Crispy Rice Paper Mozzarella Chips: Light, Crunchy and Packed with Flavour
If you’re looking for a quick, crispy snack that feels a little different but still delivers big flavour, these Crispy Rice Paper Mozzarella Chips are exactly what you need. Rice paper transforms into a delicate, golden shell in the air fryer, creating that light, shatteringly crisp texture on the outside while keeping a soft, melty mozzarella centre inside. The addition of sun-dried tomato pesto brings a rich, slightly tangy depth that makes every bite feel balanced and satisfying without being heavy. It’s a simple idea, but the texture and flavour combination make it incredibly addictive. With just a handful of ingredients and minimal prep, this recipe is perfect when you want something warm, cheesy, and ready in minutes.
Scroll down or tap ‘Jump to Recipe’ for the full ingredients and exact measurements.
Simple Ingredients, Big Flavours
What makes these Crispy Rice Paper Mozzarella Chips so satisfying is how a few simple ingredients come together to create something seriously addictive.
Rice paper – I use 16 cm / 6-inch diameter rice paper sheets, which are the perfect size for handling and portioning. They turn beautifully crisp in the air fryer while staying light and delicate. You can find rice paper in most major supermarkets in the Asian aisle or in any Asian grocery store.
Mozzarella – Gives that soft, melty centre that contrasts perfectly with the crisp shell. You can also swap it for other cheeses like cheddar, gouda, or a mix for a stronger flavour.
Sun-dried tomato pesto – Adds richness and a slightly tangy depth that really makes these chips stand out. If you don’t have it, you can use classic basil pesto or even marinara sauce for a different flavour profile.
Olive oil spray – Helps the rice paper crisp up evenly and develop that golden finish without deep frying.
It’s a simple combination, but when everything comes together, the result is crispy, cheesy, and packed with flavour in every bite.
How to Make Crispy Rice Paper Mozzarella Chips
Preparing the Rice Paper
These come together really quickly once you get into the flow. Start by cutting each rice paper sheet into quarters using scissors, it’s much easier and more precise than trying to tear them. Take one piece at a time, dip it briefly in water just until it softens, then lay it flat on your work surface.

SUPPLIED DATA
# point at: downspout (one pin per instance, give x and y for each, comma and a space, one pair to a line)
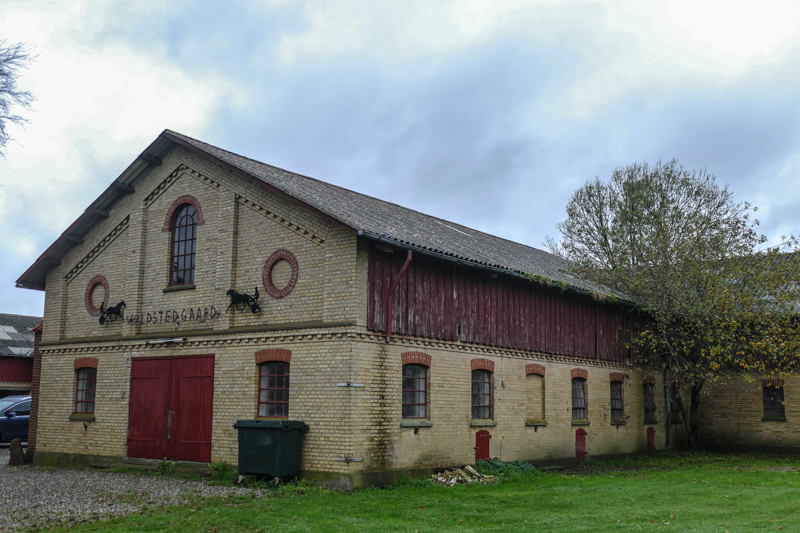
389, 298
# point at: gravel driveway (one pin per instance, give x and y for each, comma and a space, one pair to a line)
32, 497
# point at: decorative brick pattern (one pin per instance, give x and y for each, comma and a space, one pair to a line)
579, 373
266, 275
273, 354
533, 368
85, 362
94, 252
185, 199
416, 358
482, 364
95, 281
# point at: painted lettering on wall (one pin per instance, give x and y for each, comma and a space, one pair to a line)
199, 314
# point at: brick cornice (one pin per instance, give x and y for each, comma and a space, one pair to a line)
416, 358
273, 354
579, 373
533, 368
85, 362
482, 364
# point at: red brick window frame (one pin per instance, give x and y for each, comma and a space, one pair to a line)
580, 406
85, 384
774, 405
534, 369
273, 382
94, 282
184, 217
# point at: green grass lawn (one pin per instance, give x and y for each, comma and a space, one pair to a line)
675, 492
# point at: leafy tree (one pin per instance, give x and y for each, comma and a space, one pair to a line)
716, 299
13, 58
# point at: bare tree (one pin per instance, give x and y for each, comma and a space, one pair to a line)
13, 58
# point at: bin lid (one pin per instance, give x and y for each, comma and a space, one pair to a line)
271, 424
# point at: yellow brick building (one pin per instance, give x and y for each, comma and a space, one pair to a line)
492, 346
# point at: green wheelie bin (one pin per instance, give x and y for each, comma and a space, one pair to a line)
270, 447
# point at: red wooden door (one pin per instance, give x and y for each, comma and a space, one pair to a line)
148, 408
170, 409
580, 444
482, 445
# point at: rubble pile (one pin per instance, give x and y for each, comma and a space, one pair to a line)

PROBLEM SET
(A) Set down the rice paper chips recipe between "How to Make" and "your work surface.", inclusive.
(B) Select every row that contains the string "tree", treating uppercase and lowercase as different.
The rice paper chips recipe and the rows have no connection to each other.

ANSWERS TO THE TASKS
(A)
How to Make Crispy Rice Paper Mozzarella Chips
Preparing the Rice Paper
These come together really quickly once you get into the flow. Start by cutting each rice paper sheet into quarters using scissors, it’s much easier and more precise than trying to tear them. Take one piece at a time, dip it briefly in water just until it softens, then lay it flat on your work surface.

(B)
# point at: leafy tree (one pin per instance, give x and y for each, comma and a space, one pair to a line)
# point at: bare tree (one pin per instance, give x and y for each, comma and a space, one pair to a line)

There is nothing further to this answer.